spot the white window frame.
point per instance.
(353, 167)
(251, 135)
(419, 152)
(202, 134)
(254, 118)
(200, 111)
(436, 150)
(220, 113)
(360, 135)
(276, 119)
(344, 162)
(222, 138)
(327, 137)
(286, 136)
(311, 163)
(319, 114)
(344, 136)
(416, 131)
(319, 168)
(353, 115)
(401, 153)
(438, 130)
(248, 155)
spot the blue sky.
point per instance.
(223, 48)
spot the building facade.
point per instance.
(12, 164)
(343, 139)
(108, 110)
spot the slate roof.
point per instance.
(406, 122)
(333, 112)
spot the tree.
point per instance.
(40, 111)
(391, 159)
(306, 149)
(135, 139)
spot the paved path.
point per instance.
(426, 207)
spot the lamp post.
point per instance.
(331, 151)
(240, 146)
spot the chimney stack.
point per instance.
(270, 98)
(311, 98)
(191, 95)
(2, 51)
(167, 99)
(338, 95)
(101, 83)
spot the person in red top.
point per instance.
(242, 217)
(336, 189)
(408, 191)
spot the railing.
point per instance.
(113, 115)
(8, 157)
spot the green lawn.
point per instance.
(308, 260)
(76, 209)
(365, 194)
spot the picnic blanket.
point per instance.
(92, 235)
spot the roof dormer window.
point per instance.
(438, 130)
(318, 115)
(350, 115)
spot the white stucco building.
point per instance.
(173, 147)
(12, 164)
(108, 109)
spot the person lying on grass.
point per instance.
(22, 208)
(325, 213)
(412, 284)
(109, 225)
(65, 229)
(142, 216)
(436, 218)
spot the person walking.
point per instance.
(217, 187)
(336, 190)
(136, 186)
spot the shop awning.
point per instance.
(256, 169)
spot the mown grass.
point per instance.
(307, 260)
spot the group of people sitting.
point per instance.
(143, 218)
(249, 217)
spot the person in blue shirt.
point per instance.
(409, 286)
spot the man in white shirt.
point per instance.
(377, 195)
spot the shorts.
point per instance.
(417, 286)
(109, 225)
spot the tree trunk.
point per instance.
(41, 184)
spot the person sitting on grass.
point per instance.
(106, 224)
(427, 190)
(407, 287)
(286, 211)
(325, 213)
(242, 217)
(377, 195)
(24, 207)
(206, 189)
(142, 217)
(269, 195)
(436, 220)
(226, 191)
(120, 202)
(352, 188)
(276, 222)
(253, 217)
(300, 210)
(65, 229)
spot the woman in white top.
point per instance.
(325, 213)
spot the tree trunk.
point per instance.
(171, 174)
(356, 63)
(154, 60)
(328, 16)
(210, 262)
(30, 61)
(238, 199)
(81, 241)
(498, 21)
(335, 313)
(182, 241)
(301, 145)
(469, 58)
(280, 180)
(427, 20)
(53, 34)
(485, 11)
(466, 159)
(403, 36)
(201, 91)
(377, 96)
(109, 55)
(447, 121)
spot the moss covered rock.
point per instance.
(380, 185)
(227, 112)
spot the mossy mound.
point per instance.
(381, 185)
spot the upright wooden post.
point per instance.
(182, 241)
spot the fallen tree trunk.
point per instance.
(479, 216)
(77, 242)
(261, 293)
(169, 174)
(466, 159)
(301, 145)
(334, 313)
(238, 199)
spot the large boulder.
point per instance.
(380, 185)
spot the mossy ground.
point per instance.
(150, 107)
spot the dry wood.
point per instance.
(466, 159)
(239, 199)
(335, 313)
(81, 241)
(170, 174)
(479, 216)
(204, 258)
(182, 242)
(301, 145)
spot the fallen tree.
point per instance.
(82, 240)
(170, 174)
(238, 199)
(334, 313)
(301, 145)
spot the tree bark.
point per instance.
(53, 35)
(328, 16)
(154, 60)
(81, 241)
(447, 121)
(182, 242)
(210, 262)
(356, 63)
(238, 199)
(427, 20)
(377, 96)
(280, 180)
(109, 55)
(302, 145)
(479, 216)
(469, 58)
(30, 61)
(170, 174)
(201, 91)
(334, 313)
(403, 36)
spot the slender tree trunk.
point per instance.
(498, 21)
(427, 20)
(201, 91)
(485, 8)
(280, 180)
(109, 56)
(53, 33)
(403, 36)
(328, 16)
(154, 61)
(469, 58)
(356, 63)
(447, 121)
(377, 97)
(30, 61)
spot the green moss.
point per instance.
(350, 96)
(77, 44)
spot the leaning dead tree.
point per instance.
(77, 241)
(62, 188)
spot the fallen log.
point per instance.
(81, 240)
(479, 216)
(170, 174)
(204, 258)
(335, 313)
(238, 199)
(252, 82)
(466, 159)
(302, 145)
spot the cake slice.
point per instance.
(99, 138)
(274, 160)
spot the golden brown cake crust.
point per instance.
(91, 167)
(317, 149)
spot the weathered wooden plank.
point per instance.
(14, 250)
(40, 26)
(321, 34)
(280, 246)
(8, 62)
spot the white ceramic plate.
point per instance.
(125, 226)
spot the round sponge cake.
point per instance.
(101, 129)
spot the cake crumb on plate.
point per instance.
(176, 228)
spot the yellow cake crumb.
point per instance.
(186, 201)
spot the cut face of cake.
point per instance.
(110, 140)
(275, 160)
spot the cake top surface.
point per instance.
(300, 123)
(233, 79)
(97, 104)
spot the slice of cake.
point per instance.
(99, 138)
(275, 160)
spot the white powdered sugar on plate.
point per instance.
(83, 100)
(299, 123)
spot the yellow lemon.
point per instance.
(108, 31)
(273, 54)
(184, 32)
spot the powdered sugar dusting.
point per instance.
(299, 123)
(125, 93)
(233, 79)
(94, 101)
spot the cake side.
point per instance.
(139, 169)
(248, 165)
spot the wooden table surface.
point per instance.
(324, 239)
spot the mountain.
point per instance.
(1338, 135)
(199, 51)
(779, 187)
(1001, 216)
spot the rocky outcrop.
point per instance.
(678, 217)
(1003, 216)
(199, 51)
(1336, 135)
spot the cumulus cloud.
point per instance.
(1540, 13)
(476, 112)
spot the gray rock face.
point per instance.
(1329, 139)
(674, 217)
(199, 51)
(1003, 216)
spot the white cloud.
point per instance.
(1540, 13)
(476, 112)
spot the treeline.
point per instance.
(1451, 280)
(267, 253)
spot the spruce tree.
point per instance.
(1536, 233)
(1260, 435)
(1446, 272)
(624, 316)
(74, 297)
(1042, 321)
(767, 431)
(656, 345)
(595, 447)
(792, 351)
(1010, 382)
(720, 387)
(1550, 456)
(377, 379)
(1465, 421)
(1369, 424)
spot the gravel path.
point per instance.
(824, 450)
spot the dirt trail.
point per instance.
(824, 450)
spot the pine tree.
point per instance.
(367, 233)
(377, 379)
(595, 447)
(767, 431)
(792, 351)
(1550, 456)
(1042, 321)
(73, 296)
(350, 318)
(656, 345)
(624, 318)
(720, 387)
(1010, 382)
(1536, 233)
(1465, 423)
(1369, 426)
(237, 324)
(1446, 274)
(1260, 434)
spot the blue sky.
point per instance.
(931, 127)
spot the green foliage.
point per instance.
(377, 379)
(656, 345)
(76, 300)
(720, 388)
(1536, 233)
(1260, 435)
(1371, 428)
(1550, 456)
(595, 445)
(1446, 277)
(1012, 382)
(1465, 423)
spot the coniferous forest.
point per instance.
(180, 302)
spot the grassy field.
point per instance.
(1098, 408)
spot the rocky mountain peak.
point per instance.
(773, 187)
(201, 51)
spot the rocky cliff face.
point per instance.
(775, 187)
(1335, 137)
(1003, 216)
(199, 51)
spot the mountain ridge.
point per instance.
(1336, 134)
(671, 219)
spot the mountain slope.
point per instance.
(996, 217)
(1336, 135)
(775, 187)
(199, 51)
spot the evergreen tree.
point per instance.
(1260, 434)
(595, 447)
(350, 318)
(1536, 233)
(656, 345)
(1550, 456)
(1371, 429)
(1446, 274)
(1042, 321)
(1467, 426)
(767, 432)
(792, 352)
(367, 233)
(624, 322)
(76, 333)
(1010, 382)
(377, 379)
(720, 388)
━━━━━━━━━━━━━━━━━━━━
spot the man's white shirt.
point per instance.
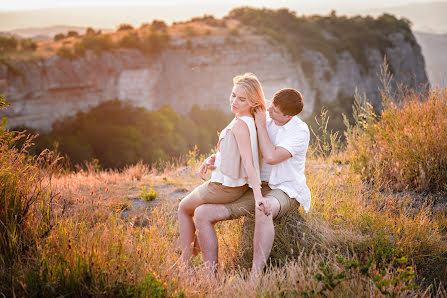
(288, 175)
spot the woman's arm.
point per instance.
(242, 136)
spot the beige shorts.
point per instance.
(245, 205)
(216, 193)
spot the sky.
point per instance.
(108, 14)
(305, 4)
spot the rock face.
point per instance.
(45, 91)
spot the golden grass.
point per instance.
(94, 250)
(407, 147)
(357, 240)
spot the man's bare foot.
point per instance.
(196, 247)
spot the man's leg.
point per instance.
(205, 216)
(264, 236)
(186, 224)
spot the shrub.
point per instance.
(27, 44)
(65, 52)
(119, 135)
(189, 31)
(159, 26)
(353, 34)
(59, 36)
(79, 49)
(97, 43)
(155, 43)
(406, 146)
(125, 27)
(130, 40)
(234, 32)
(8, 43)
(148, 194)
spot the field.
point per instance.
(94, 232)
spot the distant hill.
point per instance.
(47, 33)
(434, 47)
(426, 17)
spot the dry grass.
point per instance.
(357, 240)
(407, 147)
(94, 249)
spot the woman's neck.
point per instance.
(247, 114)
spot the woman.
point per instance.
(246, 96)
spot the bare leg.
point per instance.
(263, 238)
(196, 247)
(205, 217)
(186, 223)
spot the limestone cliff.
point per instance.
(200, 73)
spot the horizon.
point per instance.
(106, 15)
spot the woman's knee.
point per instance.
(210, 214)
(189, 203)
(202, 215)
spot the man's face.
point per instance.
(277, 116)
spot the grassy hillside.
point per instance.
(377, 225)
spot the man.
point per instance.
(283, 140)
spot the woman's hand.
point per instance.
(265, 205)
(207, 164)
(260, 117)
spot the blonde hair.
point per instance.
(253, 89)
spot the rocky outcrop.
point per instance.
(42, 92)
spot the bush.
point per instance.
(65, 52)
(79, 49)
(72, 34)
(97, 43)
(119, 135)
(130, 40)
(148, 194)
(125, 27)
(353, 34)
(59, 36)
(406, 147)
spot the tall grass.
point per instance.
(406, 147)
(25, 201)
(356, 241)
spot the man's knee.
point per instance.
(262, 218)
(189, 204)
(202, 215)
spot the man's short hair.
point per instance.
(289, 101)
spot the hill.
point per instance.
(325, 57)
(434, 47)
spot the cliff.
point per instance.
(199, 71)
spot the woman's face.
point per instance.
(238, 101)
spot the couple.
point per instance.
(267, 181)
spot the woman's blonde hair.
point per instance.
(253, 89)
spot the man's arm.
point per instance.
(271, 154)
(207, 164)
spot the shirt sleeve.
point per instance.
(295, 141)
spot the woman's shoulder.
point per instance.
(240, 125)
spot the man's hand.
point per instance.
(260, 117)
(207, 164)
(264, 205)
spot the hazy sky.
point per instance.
━━━━━━━━━━━━━━━━━━━━
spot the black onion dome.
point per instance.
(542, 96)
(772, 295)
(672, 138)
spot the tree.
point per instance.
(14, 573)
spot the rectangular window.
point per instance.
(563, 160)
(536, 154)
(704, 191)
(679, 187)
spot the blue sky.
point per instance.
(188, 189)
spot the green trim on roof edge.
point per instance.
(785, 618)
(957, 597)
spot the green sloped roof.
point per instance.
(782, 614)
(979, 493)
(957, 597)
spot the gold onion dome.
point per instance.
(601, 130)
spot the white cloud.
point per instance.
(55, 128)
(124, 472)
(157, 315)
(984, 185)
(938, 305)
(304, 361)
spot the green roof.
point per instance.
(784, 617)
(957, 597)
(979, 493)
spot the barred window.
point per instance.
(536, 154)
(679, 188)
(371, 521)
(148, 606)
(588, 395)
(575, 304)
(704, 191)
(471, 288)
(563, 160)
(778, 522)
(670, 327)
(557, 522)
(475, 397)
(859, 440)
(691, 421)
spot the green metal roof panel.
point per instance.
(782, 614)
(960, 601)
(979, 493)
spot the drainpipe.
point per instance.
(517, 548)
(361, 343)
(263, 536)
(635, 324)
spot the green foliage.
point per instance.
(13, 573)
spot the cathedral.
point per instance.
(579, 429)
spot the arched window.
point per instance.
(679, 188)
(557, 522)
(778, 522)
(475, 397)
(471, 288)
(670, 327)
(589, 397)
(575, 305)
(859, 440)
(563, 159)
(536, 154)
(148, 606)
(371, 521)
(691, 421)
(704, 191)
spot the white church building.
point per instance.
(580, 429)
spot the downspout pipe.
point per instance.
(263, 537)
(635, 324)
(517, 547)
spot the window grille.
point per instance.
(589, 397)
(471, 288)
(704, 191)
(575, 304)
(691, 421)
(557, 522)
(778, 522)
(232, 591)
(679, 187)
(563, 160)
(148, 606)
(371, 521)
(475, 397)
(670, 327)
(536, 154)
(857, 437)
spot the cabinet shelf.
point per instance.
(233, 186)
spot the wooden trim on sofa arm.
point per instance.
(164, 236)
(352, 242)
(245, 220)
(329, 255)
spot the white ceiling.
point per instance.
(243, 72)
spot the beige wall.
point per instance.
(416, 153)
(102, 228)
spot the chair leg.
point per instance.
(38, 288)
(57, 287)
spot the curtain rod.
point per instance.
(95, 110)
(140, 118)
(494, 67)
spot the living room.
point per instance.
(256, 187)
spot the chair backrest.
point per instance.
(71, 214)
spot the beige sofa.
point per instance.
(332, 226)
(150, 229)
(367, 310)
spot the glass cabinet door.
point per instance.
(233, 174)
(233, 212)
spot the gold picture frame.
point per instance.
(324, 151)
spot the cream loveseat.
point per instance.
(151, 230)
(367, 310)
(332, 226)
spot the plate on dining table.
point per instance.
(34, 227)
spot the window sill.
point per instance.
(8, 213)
━━━━━━━━━━━━━━━━━━━━
> **AIM**: Report every line in the items above that contains the word "cake", copying each one in full.

> **WRITTEN ANSWER**:
spot the cake slice.
spot the golden brown cake crust.
spot the round sponge cake.
spot the cake crumb on plate.
spot the yellow cake crumb.
spot the cut face of cake.
spot the cake top surface.
spot the slice of cake.
spot the cake side.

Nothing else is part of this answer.